* [Source text]
Dry Houses (1870 – 1950s) – Page

Information from Gary Buerman and Darrell Vasseur

Darrell Vasseur sent me a note on the Apple Dry Houses in Alton. There were at least two commercial apple dry houses in Alton. Besides the Burn’s dry house(pictured above) there was a second dry house where the Continental Can building was built. This was the site of the Alton Fruit Growers Cooperative Association.  Also in Alton, my great-great uncle JM Buerman had a dry house behind his house and there was another private dry house across the road from my parent’s house. This one was torn down about 1962

Attached are picture of the deeds from the cooperative and a bill of sale of “evaporated” apples from John Buerman to Chas Burns Sept 15, 1914.

 

Story from “The Fruit Industry in Wayne County, New York 1823 – 1984 pp 19-22

Story and photo of Samuel Burn’s Dryhouse courtesy of Wayne County Historical Society

Sodus, always a large fruit producing area in Wayne County, developed an important business in the buying, packing and shipping of dried fruits. A handbill dated 1870 and printed to promote the business of four dried fruit dealers in Sodus, urged dryers to produce good quality dried apples and they would receive a fair price and aid the dealers in “establishing a good reputation for our dried fruit in other markets.” Those who produced poor quality dried fruit, half-pared, half-cored and half-dried were reminded that they would receive a low price for their product or as stated in closing — “poor fruit, we do not want at any price.”

In describing Sodus, Mclntosh’s History of Wayne County, New Hark cites further evidence of the important trade in dried and fresh fruits to the area in the 1870s.

Mclntosh noted –

The town is adapted to a mixed husbandry, — grain, stock, and fruit-growing. The latter proves especially successful. Year by year more land is devoted to orcharding than before. The quantity of green apples shipped rivals the most prolific portions of Orleans and Niagara counties, and there is more dried fruit bought from first hands at Sodus village than at any other place of equal size in the world.

The use of dry houses for drying fruit, especially apples, became widespread during the last half of the nineteenth century. In a dry house, five steps are involved in turning fresh apples into dried apples — peeling and coring, trimming, bleaching, slicing or quartering and drying.

Hand-driven and later power-drive peelers were used to remove the peel and the core from the apples.

This photo of an old hand cranked apple peeler is courtesy of Mary Jane Mumby. She and her grand kids still use it to make applesauce.

Larger commercial dry houses as well as smaller farm operations employed both men and women seasonally to process the dried fruit. According to Ward Buhlmann, a retired dry house operator in North Rose, women were employed at his dry house to feed the apples onto the peeling machines.

The peeled apples moved from peelers to trimmers by a conveyor belt or were carried in buckets, depending on the equipment in a dry house. The trimmers, most always women, would remove any pieces of skin or bruised spots before the apples were sent to the bleacher. The bleacher treated the apples with fumes from burning  Sulphur or “Brimstone” to keep them from discoloring. They were then sliced into rings or quarters and the drying process was ready to begin.

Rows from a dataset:
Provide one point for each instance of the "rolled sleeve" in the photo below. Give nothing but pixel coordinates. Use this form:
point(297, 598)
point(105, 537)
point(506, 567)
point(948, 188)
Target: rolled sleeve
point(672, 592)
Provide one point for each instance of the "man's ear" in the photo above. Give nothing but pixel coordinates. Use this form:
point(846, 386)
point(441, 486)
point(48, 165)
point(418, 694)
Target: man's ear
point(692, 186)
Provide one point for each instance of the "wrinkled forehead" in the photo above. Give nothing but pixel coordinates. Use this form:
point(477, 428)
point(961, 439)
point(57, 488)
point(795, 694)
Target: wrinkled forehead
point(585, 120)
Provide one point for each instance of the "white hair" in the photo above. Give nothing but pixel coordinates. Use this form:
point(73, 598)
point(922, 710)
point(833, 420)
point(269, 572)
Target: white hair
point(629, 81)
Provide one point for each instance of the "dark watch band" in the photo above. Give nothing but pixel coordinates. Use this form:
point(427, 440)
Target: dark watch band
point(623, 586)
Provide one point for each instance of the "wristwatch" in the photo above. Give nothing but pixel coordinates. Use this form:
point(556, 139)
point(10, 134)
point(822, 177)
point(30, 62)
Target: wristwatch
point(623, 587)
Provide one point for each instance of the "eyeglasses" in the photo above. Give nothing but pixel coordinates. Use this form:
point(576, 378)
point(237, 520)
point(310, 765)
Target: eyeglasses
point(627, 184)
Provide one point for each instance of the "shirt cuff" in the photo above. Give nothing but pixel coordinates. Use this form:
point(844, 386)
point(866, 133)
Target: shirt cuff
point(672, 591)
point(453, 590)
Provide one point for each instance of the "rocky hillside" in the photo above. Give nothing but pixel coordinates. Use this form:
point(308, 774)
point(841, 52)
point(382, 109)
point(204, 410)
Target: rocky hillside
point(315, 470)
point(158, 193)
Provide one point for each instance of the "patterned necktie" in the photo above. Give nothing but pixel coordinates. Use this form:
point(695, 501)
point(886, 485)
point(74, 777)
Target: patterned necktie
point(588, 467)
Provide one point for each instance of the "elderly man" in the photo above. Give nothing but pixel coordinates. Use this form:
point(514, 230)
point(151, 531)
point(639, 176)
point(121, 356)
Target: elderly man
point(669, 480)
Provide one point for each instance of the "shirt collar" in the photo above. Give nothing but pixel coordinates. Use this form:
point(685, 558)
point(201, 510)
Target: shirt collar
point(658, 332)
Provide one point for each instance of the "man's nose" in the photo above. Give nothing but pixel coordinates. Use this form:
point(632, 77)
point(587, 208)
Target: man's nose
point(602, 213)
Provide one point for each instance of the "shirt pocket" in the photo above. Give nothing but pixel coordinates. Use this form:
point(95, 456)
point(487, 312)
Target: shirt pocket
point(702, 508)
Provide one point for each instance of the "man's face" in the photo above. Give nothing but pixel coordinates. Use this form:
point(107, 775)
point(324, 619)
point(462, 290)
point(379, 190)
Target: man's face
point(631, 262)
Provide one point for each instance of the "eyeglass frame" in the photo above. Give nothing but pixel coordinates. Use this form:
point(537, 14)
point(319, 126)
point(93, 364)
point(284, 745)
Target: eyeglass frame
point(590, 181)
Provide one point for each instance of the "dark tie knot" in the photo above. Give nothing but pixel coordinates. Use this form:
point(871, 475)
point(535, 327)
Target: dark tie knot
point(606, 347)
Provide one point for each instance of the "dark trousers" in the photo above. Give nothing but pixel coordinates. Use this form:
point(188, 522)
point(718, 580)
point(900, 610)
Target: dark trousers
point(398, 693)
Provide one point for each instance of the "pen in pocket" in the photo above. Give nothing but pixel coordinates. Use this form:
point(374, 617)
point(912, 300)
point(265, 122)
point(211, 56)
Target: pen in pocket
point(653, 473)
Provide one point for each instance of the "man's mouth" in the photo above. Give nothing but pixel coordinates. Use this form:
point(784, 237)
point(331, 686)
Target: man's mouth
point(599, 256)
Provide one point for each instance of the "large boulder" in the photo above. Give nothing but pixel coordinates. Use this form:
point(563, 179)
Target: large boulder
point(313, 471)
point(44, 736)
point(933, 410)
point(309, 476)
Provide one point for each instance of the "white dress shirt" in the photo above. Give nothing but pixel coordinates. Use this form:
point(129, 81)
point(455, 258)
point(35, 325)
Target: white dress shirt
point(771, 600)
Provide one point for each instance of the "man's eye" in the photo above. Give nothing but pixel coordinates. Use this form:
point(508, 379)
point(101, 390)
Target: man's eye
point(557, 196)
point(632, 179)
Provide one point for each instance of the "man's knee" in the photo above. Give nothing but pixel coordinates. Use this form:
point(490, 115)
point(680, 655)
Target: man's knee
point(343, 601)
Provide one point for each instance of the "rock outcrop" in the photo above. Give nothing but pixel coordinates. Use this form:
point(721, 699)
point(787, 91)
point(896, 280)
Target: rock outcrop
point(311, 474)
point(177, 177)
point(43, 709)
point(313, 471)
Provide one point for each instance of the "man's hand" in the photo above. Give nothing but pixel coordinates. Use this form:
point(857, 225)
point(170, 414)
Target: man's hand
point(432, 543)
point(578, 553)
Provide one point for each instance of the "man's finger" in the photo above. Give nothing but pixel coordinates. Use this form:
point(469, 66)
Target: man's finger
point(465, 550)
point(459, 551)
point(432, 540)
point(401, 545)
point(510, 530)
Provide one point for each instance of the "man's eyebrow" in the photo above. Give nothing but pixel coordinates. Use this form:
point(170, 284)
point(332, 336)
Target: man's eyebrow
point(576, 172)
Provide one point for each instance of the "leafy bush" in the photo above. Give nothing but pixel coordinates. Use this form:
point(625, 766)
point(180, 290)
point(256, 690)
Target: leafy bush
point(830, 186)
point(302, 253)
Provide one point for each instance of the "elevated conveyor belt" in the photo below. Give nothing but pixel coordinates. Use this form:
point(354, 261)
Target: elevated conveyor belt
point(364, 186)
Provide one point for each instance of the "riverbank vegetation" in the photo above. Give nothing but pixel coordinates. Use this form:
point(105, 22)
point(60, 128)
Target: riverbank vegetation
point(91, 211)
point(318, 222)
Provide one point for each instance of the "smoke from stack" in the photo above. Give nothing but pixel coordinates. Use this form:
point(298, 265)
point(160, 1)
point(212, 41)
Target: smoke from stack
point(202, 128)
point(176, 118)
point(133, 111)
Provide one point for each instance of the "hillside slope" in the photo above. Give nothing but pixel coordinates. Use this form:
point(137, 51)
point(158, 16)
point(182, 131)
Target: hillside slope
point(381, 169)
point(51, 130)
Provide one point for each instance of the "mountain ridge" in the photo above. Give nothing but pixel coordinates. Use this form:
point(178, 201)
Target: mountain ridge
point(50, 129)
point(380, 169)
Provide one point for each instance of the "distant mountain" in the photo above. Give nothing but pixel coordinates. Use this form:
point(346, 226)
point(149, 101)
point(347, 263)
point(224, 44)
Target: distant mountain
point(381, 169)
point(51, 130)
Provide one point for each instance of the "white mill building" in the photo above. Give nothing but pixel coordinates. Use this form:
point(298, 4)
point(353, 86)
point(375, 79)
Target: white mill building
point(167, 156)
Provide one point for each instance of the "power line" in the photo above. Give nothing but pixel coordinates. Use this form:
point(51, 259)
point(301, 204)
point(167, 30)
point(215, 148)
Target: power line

* [Short problem] Please update the stretch of the dry houses text from "The town is" through "in the world." by replacing "green apples" with "fresh apples".

* [Answer to the problem]
The town is adapted to a mixed husbandry, — grain, stock, and fruit-growing. The latter proves especially successful. Year by year more land is devoted to orcharding than before. The quantity of fresh apples shipped rivals the most prolific portions of Orleans and Niagara counties, and there is more dried fruit bought from first hands at Sodus village than at any other place of equal size in the world.